What to do | An exact transcription of all the data is required, with every image removed.

[Image point grounding data]
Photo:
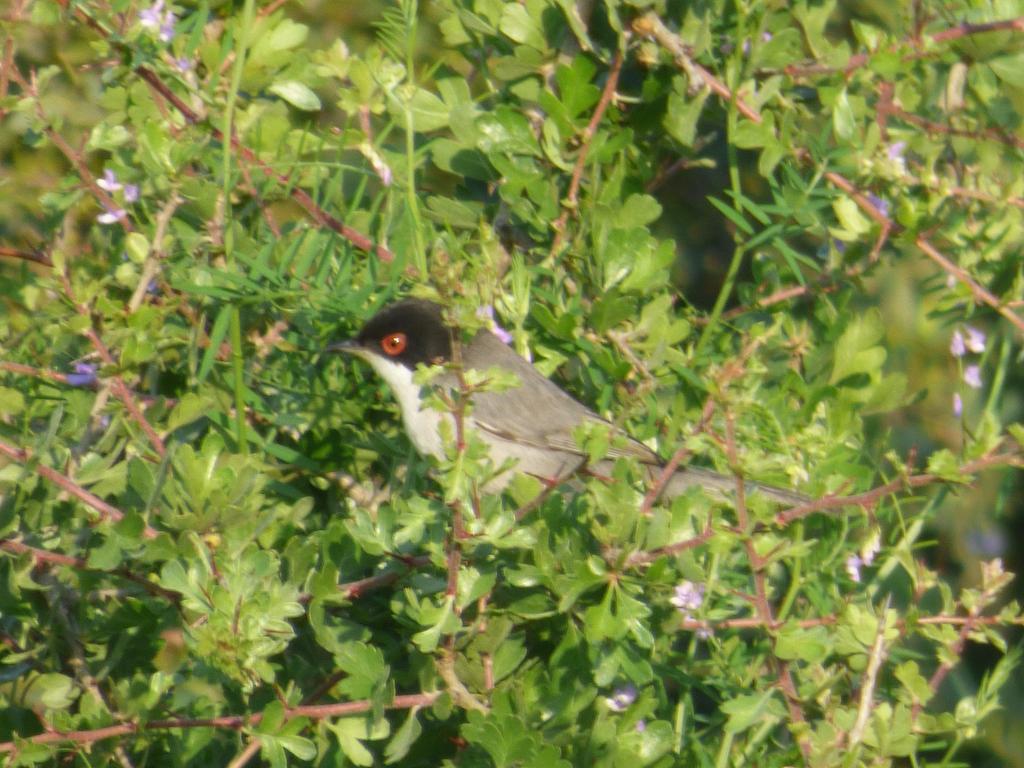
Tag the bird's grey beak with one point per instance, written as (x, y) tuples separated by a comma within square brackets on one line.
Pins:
[(348, 346)]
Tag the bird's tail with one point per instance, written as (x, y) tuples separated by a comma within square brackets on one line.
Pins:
[(725, 486)]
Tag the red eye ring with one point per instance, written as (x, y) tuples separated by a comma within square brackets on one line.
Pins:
[(394, 344)]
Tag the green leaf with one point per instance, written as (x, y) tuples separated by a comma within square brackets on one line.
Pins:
[(683, 114), (403, 738), (844, 122), (297, 94), (429, 113), (520, 27), (49, 691), (11, 401), (637, 210), (857, 350), (748, 711)]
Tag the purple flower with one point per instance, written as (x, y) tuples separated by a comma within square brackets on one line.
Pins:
[(956, 346), (975, 340), (882, 206), (622, 698), (150, 17), (155, 17), (688, 597), (110, 181), (868, 552), (487, 313), (853, 563), (895, 150), (84, 376), (972, 377), (167, 28), (110, 215)]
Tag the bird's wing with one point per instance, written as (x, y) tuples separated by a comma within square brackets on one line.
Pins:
[(545, 419)]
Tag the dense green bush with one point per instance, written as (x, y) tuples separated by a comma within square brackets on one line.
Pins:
[(217, 541)]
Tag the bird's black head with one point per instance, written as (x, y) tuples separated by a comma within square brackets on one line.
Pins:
[(409, 332)]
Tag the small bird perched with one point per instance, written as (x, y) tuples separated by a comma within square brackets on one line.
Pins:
[(532, 423)]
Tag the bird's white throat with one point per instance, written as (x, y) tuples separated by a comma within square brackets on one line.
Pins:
[(421, 423)]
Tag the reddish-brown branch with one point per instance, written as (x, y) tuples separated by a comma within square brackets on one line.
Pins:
[(648, 556), (74, 157), (859, 59), (121, 390), (754, 623), (107, 511), (572, 199), (18, 253), (932, 126), (979, 292), (56, 558), (872, 497), (651, 26), (762, 602), (233, 722), (318, 215)]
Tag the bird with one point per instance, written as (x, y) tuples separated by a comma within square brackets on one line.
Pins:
[(532, 424)]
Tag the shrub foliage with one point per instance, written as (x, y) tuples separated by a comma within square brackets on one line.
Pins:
[(218, 545)]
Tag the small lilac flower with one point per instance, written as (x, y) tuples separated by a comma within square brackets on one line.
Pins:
[(111, 215), (84, 376), (150, 17), (882, 206), (622, 698), (487, 313), (688, 597), (956, 346), (975, 340), (167, 28), (853, 563), (895, 150), (110, 181), (869, 550), (155, 17), (972, 377)]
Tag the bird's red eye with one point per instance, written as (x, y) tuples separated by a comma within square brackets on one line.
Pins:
[(394, 344)]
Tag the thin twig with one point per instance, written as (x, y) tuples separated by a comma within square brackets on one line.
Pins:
[(107, 511), (571, 200), (869, 498), (979, 292), (121, 390), (56, 558), (232, 722)]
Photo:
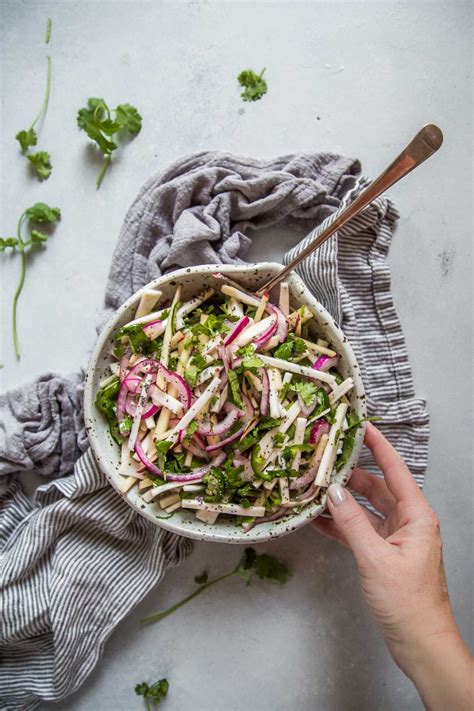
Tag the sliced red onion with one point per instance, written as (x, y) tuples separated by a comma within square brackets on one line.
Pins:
[(199, 453), (147, 364), (208, 429), (282, 322), (238, 328), (137, 418), (222, 353), (319, 428), (310, 474), (195, 475), (307, 409), (121, 403), (133, 384), (131, 407), (228, 440), (124, 364), (324, 363), (265, 398), (249, 411), (266, 335)]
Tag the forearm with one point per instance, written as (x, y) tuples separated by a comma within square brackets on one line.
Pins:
[(442, 670)]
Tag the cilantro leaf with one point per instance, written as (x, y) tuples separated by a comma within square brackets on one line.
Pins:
[(96, 120), (26, 139), (8, 242), (106, 403), (291, 348), (41, 212), (264, 566), (41, 161), (254, 85), (37, 237), (246, 564), (153, 694), (271, 569)]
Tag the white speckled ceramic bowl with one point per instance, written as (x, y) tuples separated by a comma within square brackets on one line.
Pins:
[(107, 453)]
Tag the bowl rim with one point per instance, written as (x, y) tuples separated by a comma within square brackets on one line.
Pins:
[(212, 533)]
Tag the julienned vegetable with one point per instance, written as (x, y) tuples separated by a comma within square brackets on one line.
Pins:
[(226, 405)]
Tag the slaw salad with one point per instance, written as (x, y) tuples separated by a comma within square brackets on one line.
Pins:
[(224, 404)]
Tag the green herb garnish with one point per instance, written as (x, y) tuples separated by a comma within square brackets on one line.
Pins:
[(152, 695), (106, 403), (102, 125), (306, 390), (263, 566), (254, 85), (41, 161), (39, 213)]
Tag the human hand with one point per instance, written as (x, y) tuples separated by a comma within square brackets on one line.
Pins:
[(399, 556)]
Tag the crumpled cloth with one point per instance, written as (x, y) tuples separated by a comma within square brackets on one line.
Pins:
[(79, 559)]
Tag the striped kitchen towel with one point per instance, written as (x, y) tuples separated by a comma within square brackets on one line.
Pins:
[(78, 559)]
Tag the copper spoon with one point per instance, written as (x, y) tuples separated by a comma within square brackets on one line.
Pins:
[(422, 146)]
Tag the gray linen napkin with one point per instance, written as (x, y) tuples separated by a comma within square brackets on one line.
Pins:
[(80, 559)]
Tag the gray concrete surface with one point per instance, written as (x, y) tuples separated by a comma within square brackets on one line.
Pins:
[(354, 77)]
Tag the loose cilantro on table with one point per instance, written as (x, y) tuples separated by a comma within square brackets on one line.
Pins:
[(202, 578), (98, 121), (254, 85), (264, 566), (152, 695), (27, 138), (39, 213)]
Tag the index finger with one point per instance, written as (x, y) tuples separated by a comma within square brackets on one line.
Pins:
[(397, 475)]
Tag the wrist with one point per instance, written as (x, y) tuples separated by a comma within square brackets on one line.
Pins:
[(413, 644), (440, 666)]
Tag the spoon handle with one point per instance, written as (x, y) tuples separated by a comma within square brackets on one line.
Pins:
[(422, 146)]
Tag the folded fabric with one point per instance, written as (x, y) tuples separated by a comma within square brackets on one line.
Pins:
[(76, 562)]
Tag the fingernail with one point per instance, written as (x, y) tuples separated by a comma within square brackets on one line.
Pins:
[(337, 494)]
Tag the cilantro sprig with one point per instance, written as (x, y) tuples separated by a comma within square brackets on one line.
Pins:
[(27, 138), (152, 695), (103, 124), (254, 85), (39, 213), (264, 566)]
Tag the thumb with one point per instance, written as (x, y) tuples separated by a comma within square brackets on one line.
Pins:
[(352, 522)]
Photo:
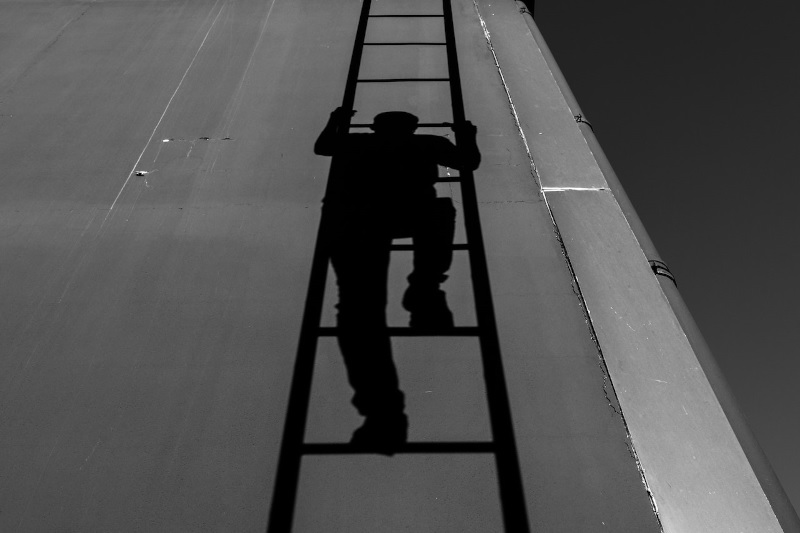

Final answer |
Photo:
Tag the bird's grey beak with one point per instance, written as (x, y) tuples separated by a comma within square brackets on one line.
Pins:
[(348, 346)]
Tag the bird's tail with one point per instance, written as (x, y) tuples separated by a comma within square brackets on one line.
Pins:
[(725, 486)]
Tag the red eye ring with one point per instance, written as (x, y) tuples separated by a comma within square brackets on one line.
Pins:
[(394, 344)]
Tag the green leaf with one point per instance, written as (x, y) tuples separated by a comma within square brackets on one line.
Pins:
[(683, 114), (403, 738), (844, 122), (297, 94), (429, 113), (520, 27), (49, 691), (11, 401), (637, 210), (857, 350), (748, 711)]
Tag the purple flower with one point per instance, written as (x, y) tuples separated by a comma within square brackets on one line.
Pins:
[(956, 346), (975, 340), (882, 206), (622, 698), (150, 17), (155, 17), (688, 597), (110, 181), (868, 552), (487, 313), (853, 563), (895, 150), (84, 376), (972, 377), (167, 28), (110, 215)]
Tag the bird's wing with one point per instance, written as (x, y) tuples separated by a comma within square brackets on one line.
Pins:
[(545, 419)]
Tag the dense green bush with one point per instance, written as (x, y) tuples separated by a comma within square brackets on one line.
Pins:
[(217, 541)]
Tag the bird's black head with one point per instance, written as (x, y) tuples separated by a comma within square brackets on one line.
Pins:
[(409, 332)]
Tag the small bird perched with one point per instance, written as (x, y) tuples separated by a comma within square brackets on one line.
Pins:
[(532, 423)]
Tag the bird's white throat with one point per instance, written as (x, y) tuples separated by a comma within square brackets on one line.
Pins:
[(421, 423)]
Tag the reddish-brown branch with one point per instance, written as (x, y) tuples separated by a comma within square brackets on one line.
Pins:
[(648, 556), (74, 157), (859, 59), (121, 390), (754, 623), (107, 511), (572, 199), (18, 253), (932, 126), (979, 292), (56, 558), (872, 497), (651, 26), (762, 602), (233, 722), (318, 215)]
Tag the bird with one point per instance, written as (x, y) tuples separated by a comma within square brackets on one line.
Pins:
[(532, 424)]
Tag the shrub foliage with one point per instance, written as (x, y) tuples separated by a comma within square brackets on one line.
Pins:
[(218, 545)]
Tag the small lilac flower with one point per instance, written as (x, y) tuples separated by a comma within square brackets on one line.
Pins:
[(111, 215), (84, 376), (150, 17), (882, 206), (622, 698), (487, 313), (688, 597), (956, 346), (975, 340), (167, 28), (853, 563), (895, 150), (110, 181), (869, 550), (155, 17), (972, 377)]
Tag the bird's red eye with one point per instance, written as (x, y) tuples separated by a comma within square brackets on one line.
Pins:
[(394, 344)]
Tag the thin twig with one point per instance, written as (x, y) tuples separated by a comma within square brackets on one line.
Pins:
[(107, 511), (571, 200), (869, 498), (979, 292), (121, 390), (56, 558), (232, 722)]
Photo:
Tag the sliced red onion with one point per instance, written as (x, y) tuples separated by a comma within square brackets on one line.
Pins:
[(199, 453), (147, 364), (208, 429), (282, 322), (238, 328), (137, 418), (222, 353), (319, 428), (310, 474), (195, 475), (307, 409), (121, 403), (133, 384), (131, 407), (228, 440), (124, 364), (324, 363), (265, 398), (249, 411), (266, 335)]
Tag the forearm with one point per instance, written as (x, y) tuples separated by a comma within square brackets on one line.
Pins:
[(442, 670)]
Tag the cilantro leaf with one point per instance, written as (x, y) tuples separated by a comma within square brackets on one line.
Pins:
[(96, 120), (26, 139), (8, 242), (106, 403), (291, 348), (41, 212), (264, 566), (41, 161), (254, 85), (37, 237), (246, 564), (153, 694), (271, 569)]
Tag the white speckled ceramic bowl with one point per instance, written as (x, y) tuples separated by a comma within square brackets on one line.
Pins:
[(107, 453)]
Tag the bowl rim with one point per instance, written as (x, y) tuples separated by a comma within square brackets on one line.
Pins:
[(212, 533)]
Tag the julienned vegetable with one point per instance, written as (x, y) tuples separated by a comma within square brackets on one line.
Pins:
[(226, 405)]
Tag the slaw salad with one point per instance, written as (x, y) tuples separated by a comma within square brackets on one line.
Pins:
[(224, 404)]
Tag the green herb garnish with one point per instance, written as (x, y) tuples separated by a comma within square brackets on one line.
Pins:
[(152, 695), (106, 403), (102, 125), (306, 390), (263, 566), (254, 85), (41, 161), (39, 213)]
Tag the human hand with one point per instance, written as (x, y) tuples separated by a comma within square brackets on one line.
Pins:
[(399, 556)]
Tag the crumpled cloth with one point per instance, written as (x, y) tuples separated by a comma within square brackets on one line.
Pins:
[(79, 559)]
Tag the striped kitchen towel with one point per instance, written as (x, y) tuples separated by a comma within square brackets on one line.
Pins:
[(78, 559)]
Tag the copper spoon with one point per instance, written as (x, y) tuples separated by a comma within square brackets on one line.
Pins:
[(422, 146)]
Tag the gray linen napkin with one point per instance, written as (x, y) tuples separated by a comma within square brackets on one line.
Pins:
[(80, 559)]
Tag the gray concrete surface with one point per instance, written as (x, y) tuples separated by a comma within square brackets on one line.
Pins:
[(354, 77)]
Tag the loose cilantro on table with one point per instance, written as (x, y) tuples separated by a comma within square brackets on one line.
Pins:
[(202, 578), (98, 121), (254, 85), (264, 566), (152, 695), (27, 138), (39, 213)]
Tag the index finger with one point per instance, written as (x, y) tuples separated by a comma within square brackets on one line.
Pins:
[(397, 475)]
Tag the wrist with one point per instance, written as (x, y) tuples separated by a comma within square brackets on one line.
Pins:
[(413, 644), (440, 666)]
Tag the spoon handle with one point per instance, written as (x, y) tuples separated by a comma within square brackets on one line.
Pins:
[(422, 146)]
Tag the folded fabric with one point per instance, written as (x, y) tuples separated by a comma within square brackets on one line.
Pins:
[(76, 562)]
Tag the fingernail with one point per instance, written as (x, y) tuples separated by a comma within square brackets on one line.
Pins:
[(337, 494)]
Tag the cilantro sprig with one point per instance, written as (x, y) tuples separated by a comma within square brackets on one line.
Pins:
[(27, 138), (152, 695), (103, 124), (254, 85), (39, 213), (264, 566)]
Tag the thumb with one point per instance, written as (x, y) tuples separated by a comma within square brackets on one line.
Pins:
[(352, 522)]
Photo:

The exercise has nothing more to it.